- **Enunciado**:
Prosigue el texto sobre el centenario de Gustavo Bueno, que figura más abajo, a partir de su última oración.

- **Fuente**:
>>

En el centenario de Gustavo Bueno

Hoy, 1 de septiembre, se cumplen 100 años del nacimiento, en Santo Domingo de la Calzada, de Gustavo Bueno Martínez. La figura de Bueno no deja indiferente a nadie y son algunos de aspectos de su personalidad o algunas de sus manifestaciones, especialmente las políticas —ese imperdonable, en ciertos ambientes, «mi partido político siempre ha sido el mismo: España»— los que, en ocasiones, encubre la magnitud de su obra. Una obra que, en términos cuantitativos, en caracteres y espacios, excede, con mucho, a la del filósofo que más influyó en varias generaciones de españoles, intelectuales y artistas. Me refiero, naturalmente, a José Ortega y Gasset. Si el madrileño desarrolló gran parte de su pensamiento, «sistema» me parece un término excesivo para la obra de don José, a través de la prensa, las apariciones de Bueno en la televisión, a la que dedicó dos importantes y muy diferentes obras, le procuraron las etiquetas de «polémico», de «visceral». Sin embargo, esos arrebatos que hoy circulan en redes para solaz de ociosos, tan sólo son aspectos que podemos denominar tácticos, dentro de unos combates dialécticos a los que Bueno llegaba con una muy elaborada estrategia: el sistema que denominó Materialismo filosófico.

<<

Filas de un conjunto de datos de segmentación
>>

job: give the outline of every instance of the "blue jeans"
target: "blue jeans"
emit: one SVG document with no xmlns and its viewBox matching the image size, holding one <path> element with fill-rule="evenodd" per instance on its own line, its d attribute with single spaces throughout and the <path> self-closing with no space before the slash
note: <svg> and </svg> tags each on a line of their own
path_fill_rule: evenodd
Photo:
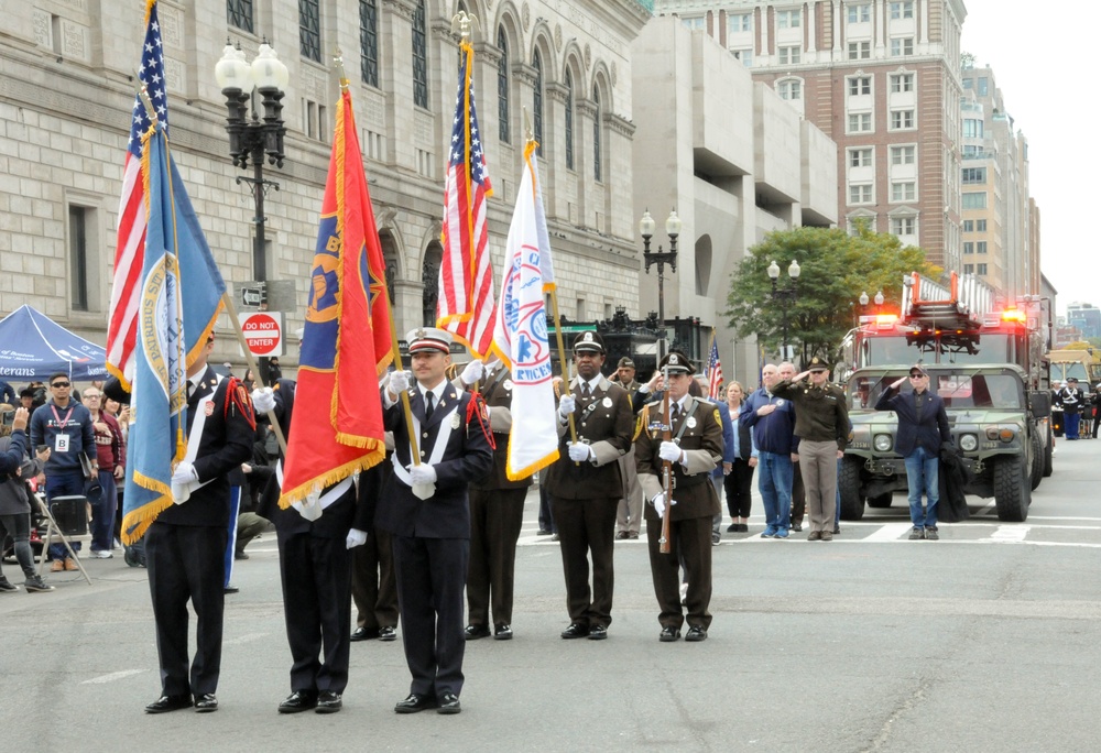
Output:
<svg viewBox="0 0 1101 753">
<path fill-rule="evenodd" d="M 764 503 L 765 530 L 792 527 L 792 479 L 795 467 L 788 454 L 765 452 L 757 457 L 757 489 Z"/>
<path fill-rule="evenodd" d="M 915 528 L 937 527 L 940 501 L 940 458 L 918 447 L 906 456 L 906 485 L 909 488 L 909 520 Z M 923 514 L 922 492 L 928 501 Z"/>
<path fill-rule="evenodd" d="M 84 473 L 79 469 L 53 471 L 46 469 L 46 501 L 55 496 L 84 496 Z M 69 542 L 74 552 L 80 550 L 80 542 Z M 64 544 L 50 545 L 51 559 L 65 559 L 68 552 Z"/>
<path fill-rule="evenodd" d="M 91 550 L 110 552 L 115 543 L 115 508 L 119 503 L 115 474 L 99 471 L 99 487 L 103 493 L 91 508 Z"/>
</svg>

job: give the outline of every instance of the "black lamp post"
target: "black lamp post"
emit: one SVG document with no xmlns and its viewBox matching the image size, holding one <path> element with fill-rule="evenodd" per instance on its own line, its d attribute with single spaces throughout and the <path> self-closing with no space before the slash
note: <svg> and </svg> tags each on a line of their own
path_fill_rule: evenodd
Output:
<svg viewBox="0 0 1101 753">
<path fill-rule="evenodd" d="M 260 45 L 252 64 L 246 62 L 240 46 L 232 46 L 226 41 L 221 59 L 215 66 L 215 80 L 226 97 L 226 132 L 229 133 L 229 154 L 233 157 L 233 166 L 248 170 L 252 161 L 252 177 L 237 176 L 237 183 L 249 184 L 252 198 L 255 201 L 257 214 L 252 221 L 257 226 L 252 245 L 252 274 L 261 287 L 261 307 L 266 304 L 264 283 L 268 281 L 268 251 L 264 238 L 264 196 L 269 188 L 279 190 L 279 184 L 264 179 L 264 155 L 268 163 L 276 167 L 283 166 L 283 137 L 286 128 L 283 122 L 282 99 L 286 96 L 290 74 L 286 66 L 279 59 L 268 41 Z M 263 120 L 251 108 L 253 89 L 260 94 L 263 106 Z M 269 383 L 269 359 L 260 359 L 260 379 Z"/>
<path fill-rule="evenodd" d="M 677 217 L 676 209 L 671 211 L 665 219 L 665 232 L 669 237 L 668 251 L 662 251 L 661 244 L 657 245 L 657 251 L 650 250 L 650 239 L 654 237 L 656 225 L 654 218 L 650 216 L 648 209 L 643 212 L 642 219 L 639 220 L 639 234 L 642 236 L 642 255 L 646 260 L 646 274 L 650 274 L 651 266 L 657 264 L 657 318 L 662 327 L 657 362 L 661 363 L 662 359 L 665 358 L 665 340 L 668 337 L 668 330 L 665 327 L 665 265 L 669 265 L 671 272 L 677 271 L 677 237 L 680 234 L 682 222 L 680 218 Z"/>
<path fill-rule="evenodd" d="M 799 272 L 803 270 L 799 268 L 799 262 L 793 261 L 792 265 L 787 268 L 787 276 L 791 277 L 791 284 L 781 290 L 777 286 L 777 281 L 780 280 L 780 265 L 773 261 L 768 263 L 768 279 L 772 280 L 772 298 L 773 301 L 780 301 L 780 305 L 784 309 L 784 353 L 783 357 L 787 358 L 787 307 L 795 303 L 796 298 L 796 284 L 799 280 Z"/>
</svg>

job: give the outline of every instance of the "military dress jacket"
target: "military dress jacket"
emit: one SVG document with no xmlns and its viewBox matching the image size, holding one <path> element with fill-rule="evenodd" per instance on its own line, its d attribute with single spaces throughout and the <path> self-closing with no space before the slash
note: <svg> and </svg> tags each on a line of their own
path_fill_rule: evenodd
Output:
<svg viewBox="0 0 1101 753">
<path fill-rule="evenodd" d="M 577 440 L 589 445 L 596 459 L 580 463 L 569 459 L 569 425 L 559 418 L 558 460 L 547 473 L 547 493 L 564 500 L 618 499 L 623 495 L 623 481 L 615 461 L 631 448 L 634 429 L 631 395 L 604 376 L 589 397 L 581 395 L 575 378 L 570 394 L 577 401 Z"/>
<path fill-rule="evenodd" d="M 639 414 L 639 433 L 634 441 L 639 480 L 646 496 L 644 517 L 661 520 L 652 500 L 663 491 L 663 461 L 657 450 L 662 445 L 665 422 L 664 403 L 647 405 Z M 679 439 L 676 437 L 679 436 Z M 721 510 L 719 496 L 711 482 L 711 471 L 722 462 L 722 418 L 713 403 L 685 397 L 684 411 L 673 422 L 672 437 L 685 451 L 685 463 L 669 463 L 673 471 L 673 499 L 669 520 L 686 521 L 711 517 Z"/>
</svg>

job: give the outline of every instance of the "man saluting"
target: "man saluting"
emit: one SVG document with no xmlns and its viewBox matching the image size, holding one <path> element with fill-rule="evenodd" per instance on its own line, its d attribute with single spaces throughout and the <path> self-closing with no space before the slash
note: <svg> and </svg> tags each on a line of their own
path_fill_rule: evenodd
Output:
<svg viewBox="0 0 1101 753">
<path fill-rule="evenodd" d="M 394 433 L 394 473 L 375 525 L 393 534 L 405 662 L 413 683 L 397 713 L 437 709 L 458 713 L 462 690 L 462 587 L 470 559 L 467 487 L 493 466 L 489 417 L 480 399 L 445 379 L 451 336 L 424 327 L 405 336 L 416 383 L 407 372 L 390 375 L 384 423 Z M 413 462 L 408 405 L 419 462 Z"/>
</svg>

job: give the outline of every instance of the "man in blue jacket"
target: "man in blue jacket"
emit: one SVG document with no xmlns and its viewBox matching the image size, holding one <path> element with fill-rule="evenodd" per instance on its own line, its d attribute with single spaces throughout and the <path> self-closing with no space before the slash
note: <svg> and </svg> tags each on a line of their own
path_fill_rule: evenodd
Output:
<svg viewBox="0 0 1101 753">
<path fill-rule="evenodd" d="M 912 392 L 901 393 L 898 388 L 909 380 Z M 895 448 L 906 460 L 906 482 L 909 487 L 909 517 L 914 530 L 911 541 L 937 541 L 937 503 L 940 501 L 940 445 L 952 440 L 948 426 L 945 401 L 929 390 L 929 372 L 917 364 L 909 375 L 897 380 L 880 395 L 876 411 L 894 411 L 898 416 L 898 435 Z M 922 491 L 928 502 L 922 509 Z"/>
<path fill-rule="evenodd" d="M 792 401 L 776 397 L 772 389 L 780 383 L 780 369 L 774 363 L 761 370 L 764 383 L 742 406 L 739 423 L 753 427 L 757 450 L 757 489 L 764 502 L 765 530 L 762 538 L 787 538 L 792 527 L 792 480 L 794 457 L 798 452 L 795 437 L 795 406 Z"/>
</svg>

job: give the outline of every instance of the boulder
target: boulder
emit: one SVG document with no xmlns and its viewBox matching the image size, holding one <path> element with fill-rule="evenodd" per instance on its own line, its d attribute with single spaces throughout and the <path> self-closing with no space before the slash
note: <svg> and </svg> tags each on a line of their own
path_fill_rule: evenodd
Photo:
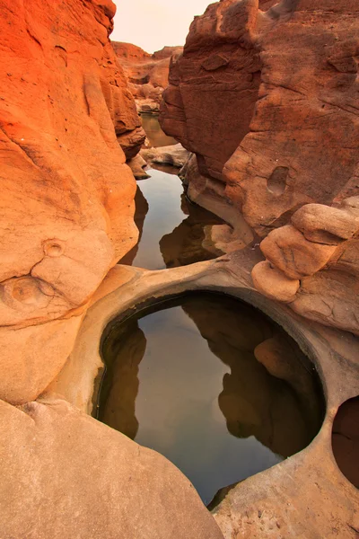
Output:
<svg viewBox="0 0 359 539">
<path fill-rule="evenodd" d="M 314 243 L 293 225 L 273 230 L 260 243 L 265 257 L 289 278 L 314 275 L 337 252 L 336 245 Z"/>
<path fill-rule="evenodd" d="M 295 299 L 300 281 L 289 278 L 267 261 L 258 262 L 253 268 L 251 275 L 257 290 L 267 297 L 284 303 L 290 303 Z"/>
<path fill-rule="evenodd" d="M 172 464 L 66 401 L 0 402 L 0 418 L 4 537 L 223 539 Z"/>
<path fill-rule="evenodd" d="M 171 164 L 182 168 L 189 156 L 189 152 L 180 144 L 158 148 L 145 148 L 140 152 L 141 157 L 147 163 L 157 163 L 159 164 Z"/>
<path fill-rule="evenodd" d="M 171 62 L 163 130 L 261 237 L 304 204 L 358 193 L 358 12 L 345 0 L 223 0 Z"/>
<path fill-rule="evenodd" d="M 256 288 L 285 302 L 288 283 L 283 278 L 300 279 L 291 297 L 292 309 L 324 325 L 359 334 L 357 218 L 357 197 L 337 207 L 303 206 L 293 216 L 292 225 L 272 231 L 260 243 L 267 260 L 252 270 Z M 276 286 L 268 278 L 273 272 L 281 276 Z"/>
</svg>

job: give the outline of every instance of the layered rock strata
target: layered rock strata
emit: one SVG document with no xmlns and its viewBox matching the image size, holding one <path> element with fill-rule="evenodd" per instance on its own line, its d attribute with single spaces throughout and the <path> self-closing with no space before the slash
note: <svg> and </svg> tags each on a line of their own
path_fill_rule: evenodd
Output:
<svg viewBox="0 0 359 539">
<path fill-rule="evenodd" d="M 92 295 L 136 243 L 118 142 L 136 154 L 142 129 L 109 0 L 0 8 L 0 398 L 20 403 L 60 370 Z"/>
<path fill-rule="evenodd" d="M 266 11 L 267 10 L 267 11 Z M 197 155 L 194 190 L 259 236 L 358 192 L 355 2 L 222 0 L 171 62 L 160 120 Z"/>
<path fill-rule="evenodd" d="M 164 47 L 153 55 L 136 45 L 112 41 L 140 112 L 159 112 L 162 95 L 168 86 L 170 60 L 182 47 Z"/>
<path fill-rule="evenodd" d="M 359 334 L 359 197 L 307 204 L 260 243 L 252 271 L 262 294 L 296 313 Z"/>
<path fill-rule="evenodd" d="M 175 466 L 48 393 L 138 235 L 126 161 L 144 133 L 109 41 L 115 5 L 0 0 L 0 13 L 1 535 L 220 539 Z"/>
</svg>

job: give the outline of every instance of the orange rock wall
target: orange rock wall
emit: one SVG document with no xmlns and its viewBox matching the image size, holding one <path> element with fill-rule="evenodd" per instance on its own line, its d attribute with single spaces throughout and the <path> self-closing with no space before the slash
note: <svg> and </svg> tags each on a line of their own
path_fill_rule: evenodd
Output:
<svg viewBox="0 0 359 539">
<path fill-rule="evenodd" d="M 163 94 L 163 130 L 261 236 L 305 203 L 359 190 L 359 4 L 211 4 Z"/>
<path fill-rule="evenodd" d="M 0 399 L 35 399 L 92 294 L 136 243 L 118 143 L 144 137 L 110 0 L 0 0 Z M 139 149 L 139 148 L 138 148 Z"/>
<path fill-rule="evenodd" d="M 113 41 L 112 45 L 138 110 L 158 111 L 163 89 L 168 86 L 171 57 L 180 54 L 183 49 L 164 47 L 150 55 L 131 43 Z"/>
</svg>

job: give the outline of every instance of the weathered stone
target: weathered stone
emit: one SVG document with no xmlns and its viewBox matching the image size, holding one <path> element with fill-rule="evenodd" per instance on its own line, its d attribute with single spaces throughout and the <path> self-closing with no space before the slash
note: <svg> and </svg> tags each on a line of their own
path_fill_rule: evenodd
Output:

<<

- **Respuesta**:
Como él tantas veces se encargó de recordar, lo que construyó fue un sistema, no un -ismo ligado a su persona. Un sistema necesitado de desarrollo, labor en la que trabajan algunos de sus discípulos pues, como el propio Bueno reconoció, la obra excedía las fuerzas e incluso el tiempo vital de un individuo, por más capacitado que este fuera. La existencia de tal sistema determinó el surgimiento de una Escuela, llamada de Oviedo por fraguarse en la misma ciudad en la que se escribió una obra tan monumental como la del padre Feijoo o una novela tan importante como La Regenta, a las que Bueno siempre reconoció como en estímulo para su establecimiento en Asturias, después de su estancia en la Salamanca donde bebió de las fuentes escolásticas. Lejos del ajetreo madrileño, en una Asturias efervescente, previa a su consuelo como Paraíso natural, los diversos campos eran más fácilmente roturables para un asiduo usuario del verbo triturar. Roturar, triturar, molturar, terna propia de un materialismo que se enfrentó al que caracterizó la Unión Soviética, pero también a los estructuralismos y analitismos importados y dolarizados y a las verdades reveladas custodiadas por el tomismo preconciliar. Bueno fue no ya un ateo, católico, aunque el adjetivo resulte indigerible en ciertos contextos, sino un impío, condición necesaria, a mi juicio, para llevar a cabo la crítica y el análisis inherentes al quehacer filosófico.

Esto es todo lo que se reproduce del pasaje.